== TASK BRIEF ==
Please print the entries below exactly, from the line with "Each instance of the tree canopy" through the line with "Each instance of the bcsrealtor.com", including both of those lines and leaving out all others.

--------------------------------

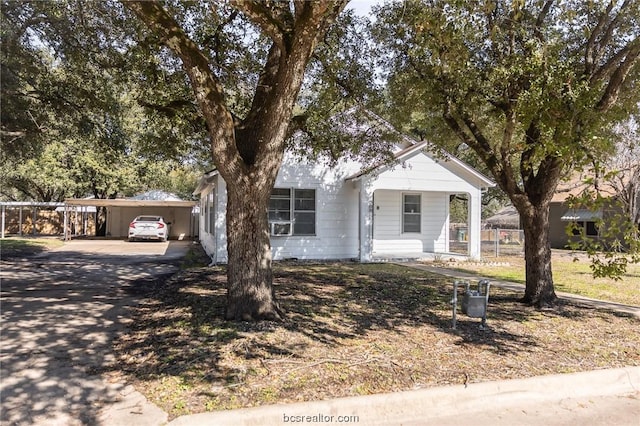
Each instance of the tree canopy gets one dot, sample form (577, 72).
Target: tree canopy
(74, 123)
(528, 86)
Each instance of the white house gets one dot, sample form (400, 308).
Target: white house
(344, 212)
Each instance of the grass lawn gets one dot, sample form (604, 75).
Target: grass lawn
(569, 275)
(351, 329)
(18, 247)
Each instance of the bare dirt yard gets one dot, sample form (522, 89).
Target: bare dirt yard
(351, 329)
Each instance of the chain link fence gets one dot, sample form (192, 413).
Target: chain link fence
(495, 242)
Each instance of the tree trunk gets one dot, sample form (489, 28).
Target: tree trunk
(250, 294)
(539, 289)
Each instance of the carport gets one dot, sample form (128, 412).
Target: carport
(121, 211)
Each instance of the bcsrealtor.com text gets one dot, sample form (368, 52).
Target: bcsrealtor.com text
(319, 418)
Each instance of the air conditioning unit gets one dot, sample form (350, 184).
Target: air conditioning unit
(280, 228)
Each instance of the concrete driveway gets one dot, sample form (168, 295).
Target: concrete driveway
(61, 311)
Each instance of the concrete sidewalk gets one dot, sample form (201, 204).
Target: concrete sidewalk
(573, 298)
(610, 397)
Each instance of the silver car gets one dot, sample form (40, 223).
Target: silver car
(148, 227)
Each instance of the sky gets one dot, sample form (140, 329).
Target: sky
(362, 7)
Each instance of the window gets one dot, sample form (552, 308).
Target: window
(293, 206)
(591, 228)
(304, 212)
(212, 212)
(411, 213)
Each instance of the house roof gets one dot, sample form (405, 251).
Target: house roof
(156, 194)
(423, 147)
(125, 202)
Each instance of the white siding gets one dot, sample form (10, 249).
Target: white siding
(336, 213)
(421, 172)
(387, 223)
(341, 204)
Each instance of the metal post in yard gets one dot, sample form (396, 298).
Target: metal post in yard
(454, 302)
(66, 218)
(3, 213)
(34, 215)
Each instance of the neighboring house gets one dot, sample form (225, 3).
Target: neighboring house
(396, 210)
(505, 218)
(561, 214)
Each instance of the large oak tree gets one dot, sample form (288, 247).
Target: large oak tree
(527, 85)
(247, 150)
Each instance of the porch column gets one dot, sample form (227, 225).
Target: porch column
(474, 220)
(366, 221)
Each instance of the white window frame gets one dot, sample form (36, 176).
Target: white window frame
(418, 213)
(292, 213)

--------------------------------

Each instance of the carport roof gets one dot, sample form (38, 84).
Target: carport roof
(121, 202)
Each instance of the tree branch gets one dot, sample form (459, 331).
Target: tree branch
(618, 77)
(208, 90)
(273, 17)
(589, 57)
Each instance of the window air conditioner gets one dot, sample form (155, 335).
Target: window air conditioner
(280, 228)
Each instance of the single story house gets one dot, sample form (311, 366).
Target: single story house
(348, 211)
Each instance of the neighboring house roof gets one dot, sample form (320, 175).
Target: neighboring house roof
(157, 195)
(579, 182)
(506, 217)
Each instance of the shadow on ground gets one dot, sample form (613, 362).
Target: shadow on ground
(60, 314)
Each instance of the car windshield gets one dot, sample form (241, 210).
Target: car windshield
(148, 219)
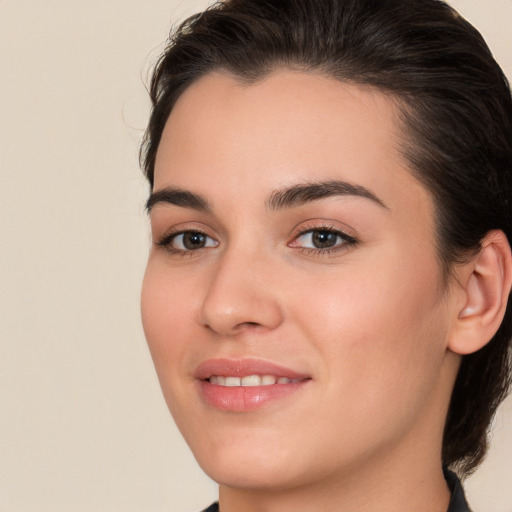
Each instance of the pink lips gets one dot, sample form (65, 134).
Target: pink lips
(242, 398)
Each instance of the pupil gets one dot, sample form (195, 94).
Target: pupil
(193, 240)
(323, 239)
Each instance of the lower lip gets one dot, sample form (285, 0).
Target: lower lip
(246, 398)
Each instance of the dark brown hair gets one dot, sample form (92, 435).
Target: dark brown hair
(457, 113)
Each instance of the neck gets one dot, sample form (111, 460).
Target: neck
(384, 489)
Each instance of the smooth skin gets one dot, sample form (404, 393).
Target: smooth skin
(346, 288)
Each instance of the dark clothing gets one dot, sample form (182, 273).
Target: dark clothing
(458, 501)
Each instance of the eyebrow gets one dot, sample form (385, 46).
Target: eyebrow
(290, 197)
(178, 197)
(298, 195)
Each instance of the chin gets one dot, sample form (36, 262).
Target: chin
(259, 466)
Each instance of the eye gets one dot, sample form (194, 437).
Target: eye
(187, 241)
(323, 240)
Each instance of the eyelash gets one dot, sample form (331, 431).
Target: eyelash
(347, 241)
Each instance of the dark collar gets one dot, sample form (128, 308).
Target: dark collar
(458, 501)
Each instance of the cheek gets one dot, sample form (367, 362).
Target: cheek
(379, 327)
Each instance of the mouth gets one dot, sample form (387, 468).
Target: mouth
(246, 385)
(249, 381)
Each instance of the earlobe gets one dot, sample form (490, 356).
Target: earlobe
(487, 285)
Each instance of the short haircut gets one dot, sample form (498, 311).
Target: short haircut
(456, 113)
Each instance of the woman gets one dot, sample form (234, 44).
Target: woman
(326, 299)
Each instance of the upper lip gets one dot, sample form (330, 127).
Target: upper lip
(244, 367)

--------------------------------

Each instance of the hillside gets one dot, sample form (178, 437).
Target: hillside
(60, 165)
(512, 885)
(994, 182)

--------------------------------

== SOLUTION ==
Each instance of the tree canopy gets one dot, sample form (577, 72).
Target: tree canopy
(74, 123)
(528, 86)
Each instance of the white house gets one dot, sample form (400, 308).
Target: white house
(344, 212)
Each instance of the grass lawn gets one dot, sample form (604, 75).
Target: grass lawn
(569, 275)
(351, 329)
(18, 247)
Each instance of the bare dirt yard gets one dot, sample form (522, 89).
Target: bare dirt yard
(351, 329)
Each instance of the chain link fence gets one dot, sample form (192, 413).
Target: chain link fence
(495, 242)
Each instance of the tree trunk gets one dot, sample form (489, 28).
Target: tree trunk
(250, 294)
(539, 289)
Each instance of the carport gets one dot, sample form (128, 412).
Target: carport
(121, 211)
Each instance of the bcsrealtor.com text gets one dot, sample form (368, 52).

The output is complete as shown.